Kano-Modell
Inhaltsverzeichnis: Definition – Ursprung – Visualisierung – Merkmale im Detail – Beispiele – Erkenntnisse – Analyse von Produktmerkmalen – Wettbewerb – Download – Hinweise
Wissen kompakt: Das Kano-Modell beschreibt den Zusammenhang zwischen Kundenzufriedenheit und der Erfüllung von Kundenanforderungen, indem es Produktmerkmale definiert, auf die Anwender unterschiedlich reagieren.
Kano-Modell Definition
Das Kano-Modell beschreibt den Zusammenhang zwischen Kundenzufriedenheit und der Erfüllung von Kundenanforderungen. Es wird daher auch als Modell der Kundenzufriedenheit bezeichnet.

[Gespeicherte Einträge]

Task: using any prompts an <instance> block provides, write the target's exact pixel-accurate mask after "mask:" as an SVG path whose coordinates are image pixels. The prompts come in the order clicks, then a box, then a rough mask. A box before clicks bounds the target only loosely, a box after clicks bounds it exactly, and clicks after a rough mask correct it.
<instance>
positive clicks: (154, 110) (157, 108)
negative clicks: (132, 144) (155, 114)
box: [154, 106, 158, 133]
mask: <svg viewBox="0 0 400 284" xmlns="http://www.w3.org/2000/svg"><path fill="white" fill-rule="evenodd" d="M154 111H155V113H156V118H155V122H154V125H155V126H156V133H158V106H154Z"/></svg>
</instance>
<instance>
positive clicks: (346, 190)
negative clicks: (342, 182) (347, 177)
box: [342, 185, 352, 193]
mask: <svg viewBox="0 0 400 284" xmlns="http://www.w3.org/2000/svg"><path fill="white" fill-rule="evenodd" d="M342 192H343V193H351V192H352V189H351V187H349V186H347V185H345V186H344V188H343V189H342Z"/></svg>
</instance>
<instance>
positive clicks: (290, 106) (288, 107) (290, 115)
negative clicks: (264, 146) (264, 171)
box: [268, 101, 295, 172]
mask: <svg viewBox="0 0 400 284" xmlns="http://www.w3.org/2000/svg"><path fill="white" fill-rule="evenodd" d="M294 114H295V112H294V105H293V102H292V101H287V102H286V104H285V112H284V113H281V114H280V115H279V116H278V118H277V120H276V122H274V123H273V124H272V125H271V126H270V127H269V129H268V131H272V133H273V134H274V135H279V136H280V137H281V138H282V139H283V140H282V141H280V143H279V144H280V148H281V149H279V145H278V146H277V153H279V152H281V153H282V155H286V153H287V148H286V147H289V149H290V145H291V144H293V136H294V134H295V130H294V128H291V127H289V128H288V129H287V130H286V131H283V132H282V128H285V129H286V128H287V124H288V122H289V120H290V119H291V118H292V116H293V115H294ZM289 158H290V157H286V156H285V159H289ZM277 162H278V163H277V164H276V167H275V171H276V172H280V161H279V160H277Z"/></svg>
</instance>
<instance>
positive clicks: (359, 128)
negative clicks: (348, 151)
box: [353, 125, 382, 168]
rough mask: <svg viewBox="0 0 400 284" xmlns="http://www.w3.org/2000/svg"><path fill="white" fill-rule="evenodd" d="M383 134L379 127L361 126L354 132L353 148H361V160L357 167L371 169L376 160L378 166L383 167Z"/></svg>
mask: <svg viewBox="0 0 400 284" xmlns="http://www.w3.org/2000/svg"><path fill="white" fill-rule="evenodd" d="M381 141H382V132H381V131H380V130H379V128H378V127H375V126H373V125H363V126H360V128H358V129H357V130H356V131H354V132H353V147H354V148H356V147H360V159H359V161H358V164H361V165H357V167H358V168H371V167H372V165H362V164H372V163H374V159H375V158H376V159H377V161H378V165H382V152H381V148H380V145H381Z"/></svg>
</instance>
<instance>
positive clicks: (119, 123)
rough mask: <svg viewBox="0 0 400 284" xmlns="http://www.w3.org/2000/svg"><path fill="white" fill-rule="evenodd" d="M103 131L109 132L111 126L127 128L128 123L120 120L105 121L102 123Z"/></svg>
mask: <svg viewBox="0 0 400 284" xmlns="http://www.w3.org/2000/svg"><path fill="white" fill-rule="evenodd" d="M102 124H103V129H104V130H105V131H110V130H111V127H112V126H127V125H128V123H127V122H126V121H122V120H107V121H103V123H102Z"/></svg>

_Schriftliche Aufgabe 1_
Unter welcher anderen Bezeichnung ist das Modell laut dem Lerntext zum Kano-Modell auch bekannt?
_Schriftliche Aufgabe 2_
Gib aus dem Lerntext zum Kano-Modell den Abschnitt zwischen "Kano-Modell Definition" und "der Kundenzufriedenheit bezeichnet.", beide Grenzen eingeschlossen, wortgetreu wieder.
_Schriftliche Aufgabe 3_
Setze den Lerntext zum Kano-Modell im Anschluss an seinen letzten Satz fort.

_Deine Antwort 1_
Als Modell der Kundenzufriedenheit.

_Deine Antwort 2_
Kano-Modell Definition
Das Kano-Modell beschreibt den Zusammenhang zwischen Kundenzufriedenheit und der Erfüllung von Kundenanforderungen. Es wird daher auch als Modell der Kundenzufriedenheit bezeichnet.

_Deine Antwort 3_
Den Namen hat das Modell von Noriaki Kano, einem ehemaligen Professor der Tokyo University of Science. Er erkannte bereits 1978, dass Kundenanforderungen fünf verschiedene Merkmale besitzen können, die unterschiedliche Auswirkungen auf die Zufriedenheit des Kunden haben:
- Basismerkmale
- Leistungsmerkmale
- Begeisterungsmerkmale
- Unerhebliche Merkmale
- Rückweisungsmerkmale
Jedes Merkmals kann sich sowohl auf Produkte als auch auf Dienstleistungen beziehen und jedes Merkmals kann Einfluss auf die individuelle Kundenzufriedenheit haben.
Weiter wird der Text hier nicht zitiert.